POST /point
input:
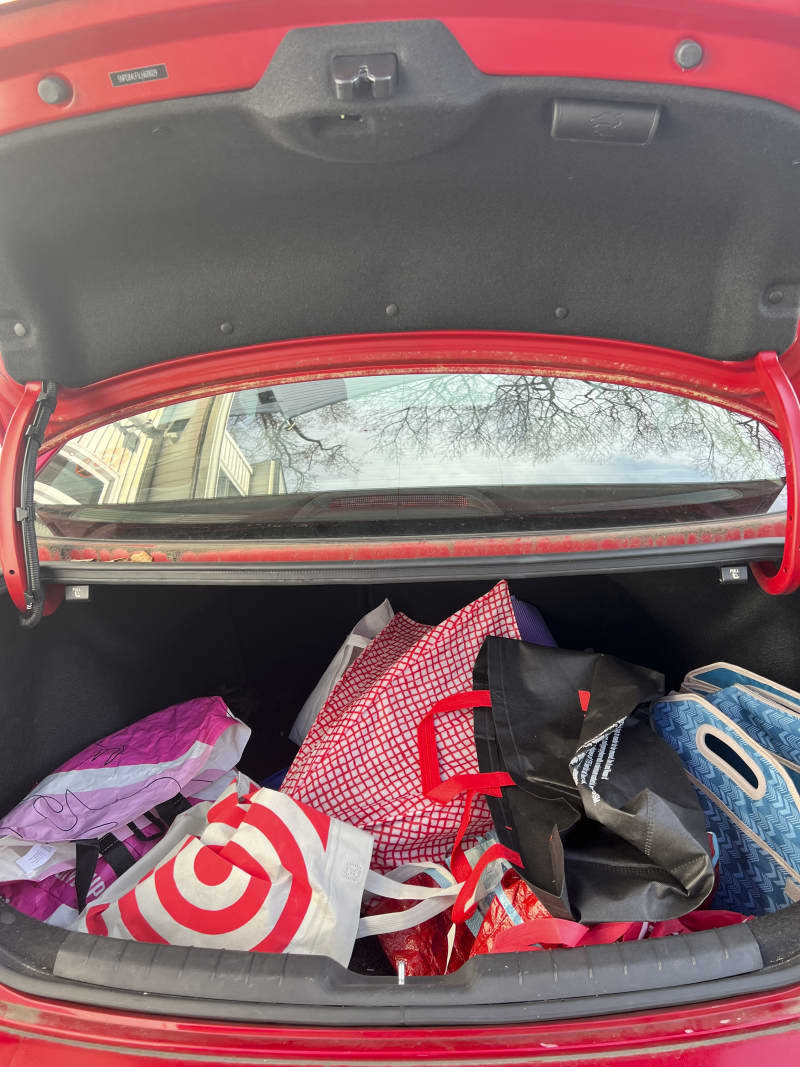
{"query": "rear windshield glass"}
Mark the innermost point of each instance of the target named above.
(410, 454)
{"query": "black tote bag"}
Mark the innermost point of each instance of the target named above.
(595, 807)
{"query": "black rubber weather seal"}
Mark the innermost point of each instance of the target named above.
(26, 514)
(445, 570)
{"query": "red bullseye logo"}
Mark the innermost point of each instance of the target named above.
(208, 891)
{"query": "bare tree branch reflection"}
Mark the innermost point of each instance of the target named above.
(542, 418)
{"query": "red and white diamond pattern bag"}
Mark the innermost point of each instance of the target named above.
(360, 762)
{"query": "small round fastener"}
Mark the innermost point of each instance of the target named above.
(688, 54)
(54, 90)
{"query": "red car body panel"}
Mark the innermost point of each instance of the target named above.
(208, 46)
(733, 1033)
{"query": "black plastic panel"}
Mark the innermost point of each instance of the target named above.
(317, 982)
(130, 237)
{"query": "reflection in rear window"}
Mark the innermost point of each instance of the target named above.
(411, 452)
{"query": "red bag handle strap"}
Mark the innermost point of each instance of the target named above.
(559, 932)
(464, 906)
(433, 787)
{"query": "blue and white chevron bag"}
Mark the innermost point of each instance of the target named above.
(738, 735)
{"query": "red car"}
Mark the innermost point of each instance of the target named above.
(307, 305)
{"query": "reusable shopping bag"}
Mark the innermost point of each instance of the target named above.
(104, 809)
(747, 794)
(589, 803)
(355, 642)
(259, 873)
(767, 712)
(360, 761)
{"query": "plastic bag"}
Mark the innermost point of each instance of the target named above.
(105, 808)
(356, 641)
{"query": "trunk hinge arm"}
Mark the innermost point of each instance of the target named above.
(18, 548)
(785, 404)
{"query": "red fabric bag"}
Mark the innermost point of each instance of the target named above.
(360, 761)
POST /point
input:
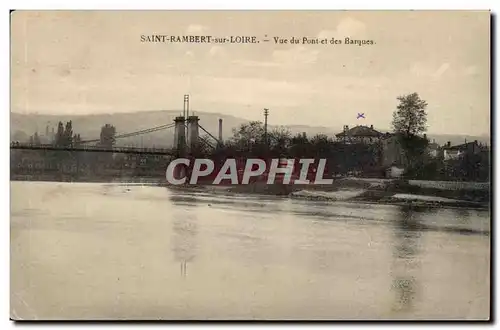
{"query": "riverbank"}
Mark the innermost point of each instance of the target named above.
(379, 191)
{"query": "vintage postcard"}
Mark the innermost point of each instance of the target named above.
(250, 165)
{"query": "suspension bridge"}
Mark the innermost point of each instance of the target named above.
(186, 138)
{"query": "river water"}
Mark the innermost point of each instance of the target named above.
(108, 251)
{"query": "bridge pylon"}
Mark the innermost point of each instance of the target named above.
(180, 135)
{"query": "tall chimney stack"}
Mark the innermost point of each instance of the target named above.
(220, 130)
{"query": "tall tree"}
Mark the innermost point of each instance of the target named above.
(280, 138)
(253, 132)
(410, 117)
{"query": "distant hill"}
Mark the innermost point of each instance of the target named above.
(89, 127)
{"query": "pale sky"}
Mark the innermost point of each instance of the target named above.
(94, 62)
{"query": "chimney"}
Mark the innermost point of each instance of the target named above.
(220, 130)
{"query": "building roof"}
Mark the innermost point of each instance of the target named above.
(361, 131)
(434, 146)
(462, 147)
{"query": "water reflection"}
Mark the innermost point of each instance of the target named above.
(407, 233)
(184, 236)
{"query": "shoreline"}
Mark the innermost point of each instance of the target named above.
(390, 192)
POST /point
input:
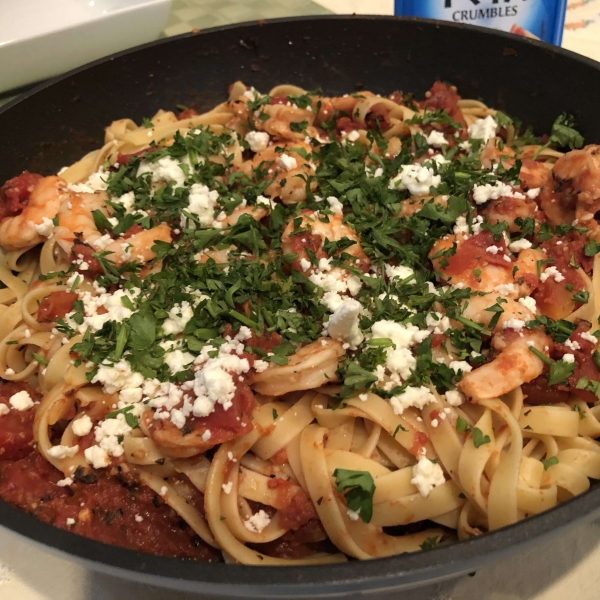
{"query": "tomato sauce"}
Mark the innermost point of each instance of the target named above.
(85, 253)
(55, 306)
(116, 510)
(307, 540)
(471, 254)
(445, 98)
(295, 508)
(188, 113)
(16, 427)
(554, 298)
(224, 425)
(15, 193)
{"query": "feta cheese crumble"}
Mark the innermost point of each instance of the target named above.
(426, 476)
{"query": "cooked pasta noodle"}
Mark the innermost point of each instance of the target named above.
(298, 329)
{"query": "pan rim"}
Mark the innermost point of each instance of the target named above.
(402, 571)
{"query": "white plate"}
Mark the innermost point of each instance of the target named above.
(43, 38)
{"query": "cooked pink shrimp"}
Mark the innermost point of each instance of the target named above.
(573, 191)
(485, 274)
(281, 117)
(506, 209)
(26, 230)
(516, 364)
(476, 309)
(314, 233)
(76, 217)
(288, 169)
(494, 154)
(138, 246)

******************************

— WORK INSTRUCTIONS —
Please list every line of the entries that contains the word "tall", treating case as significant.

— WRITTEN SOLUTION —
{"query": "tall chimney stack"}
{"query": "tall tree"}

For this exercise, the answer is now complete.